== EXTRACTED MATERIAL ==
---

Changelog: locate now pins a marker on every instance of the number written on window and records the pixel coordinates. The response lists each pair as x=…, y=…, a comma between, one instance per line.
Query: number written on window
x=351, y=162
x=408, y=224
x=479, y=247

---

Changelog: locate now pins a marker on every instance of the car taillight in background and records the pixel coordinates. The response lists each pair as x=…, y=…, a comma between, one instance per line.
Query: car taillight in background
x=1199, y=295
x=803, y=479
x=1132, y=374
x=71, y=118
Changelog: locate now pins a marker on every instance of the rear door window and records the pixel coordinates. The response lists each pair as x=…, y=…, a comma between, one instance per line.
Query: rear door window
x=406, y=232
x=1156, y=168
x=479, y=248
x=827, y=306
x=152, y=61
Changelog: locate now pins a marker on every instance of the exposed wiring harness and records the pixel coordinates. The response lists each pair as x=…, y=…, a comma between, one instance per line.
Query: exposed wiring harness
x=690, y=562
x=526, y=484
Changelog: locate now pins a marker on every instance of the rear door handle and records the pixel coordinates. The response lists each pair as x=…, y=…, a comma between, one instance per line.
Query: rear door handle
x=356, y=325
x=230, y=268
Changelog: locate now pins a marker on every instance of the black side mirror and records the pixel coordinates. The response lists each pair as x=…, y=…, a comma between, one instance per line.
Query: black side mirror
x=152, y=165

---

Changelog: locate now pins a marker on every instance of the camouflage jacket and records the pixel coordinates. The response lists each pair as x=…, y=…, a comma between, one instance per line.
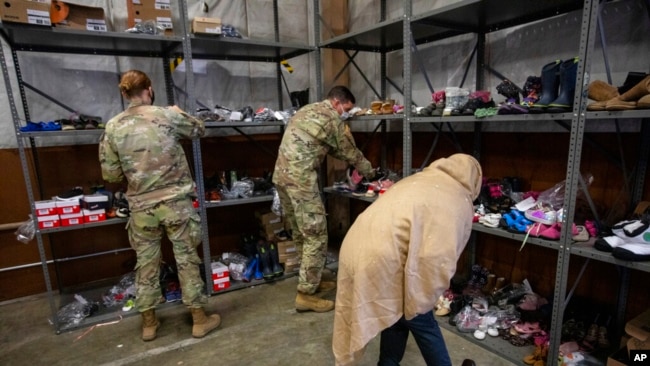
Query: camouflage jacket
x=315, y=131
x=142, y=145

---

== TASK STATEMENT ==
Return, with no change at all, every line in the entries above from the line containing "the car taillight" through the line containing "door window and".

== ANSWER BOX ==
Changelog: locate now pins a marker on every instance of the car taillight in background and records the pixel coordinates. The response lists each pair as x=…, y=…, a comma between, one instance per line.
Query: car taillight in background
x=1199, y=295
x=803, y=479
x=1132, y=374
x=71, y=118
Changelog: locate now pins a marker on every instance of the rear door window and records the pixel coordinates. The response lists each pair as x=…, y=…, a comma between, one instance per line.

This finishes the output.